Data listing:
* * *

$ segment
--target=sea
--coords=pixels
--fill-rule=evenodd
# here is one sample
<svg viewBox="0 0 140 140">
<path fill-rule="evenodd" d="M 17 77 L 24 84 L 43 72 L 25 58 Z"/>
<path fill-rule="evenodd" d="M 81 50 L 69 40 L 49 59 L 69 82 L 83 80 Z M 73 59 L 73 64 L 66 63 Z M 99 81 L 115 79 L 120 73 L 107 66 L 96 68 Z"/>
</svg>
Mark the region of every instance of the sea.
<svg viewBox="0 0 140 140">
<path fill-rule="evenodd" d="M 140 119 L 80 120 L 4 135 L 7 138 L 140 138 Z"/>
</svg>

* * *

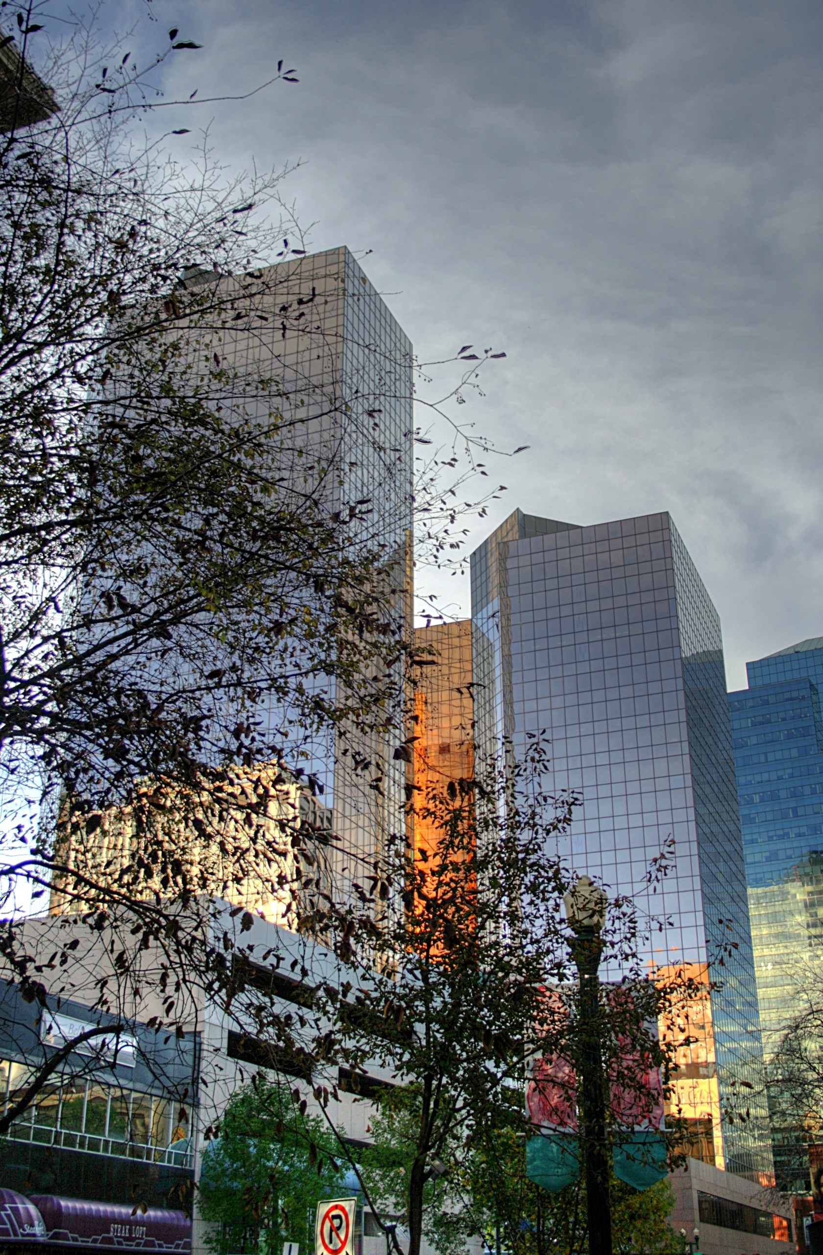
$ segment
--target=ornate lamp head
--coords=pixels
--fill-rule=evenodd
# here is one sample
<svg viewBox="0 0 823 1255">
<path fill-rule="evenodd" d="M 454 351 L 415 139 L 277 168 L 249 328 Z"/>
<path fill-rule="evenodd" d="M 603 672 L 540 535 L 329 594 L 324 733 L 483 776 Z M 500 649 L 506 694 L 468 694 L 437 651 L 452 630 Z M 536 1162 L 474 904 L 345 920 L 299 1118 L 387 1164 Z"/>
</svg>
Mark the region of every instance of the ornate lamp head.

* * *

Count the lines in the material above that contain the string "rule", matching case exactly, and reply with only the number.

7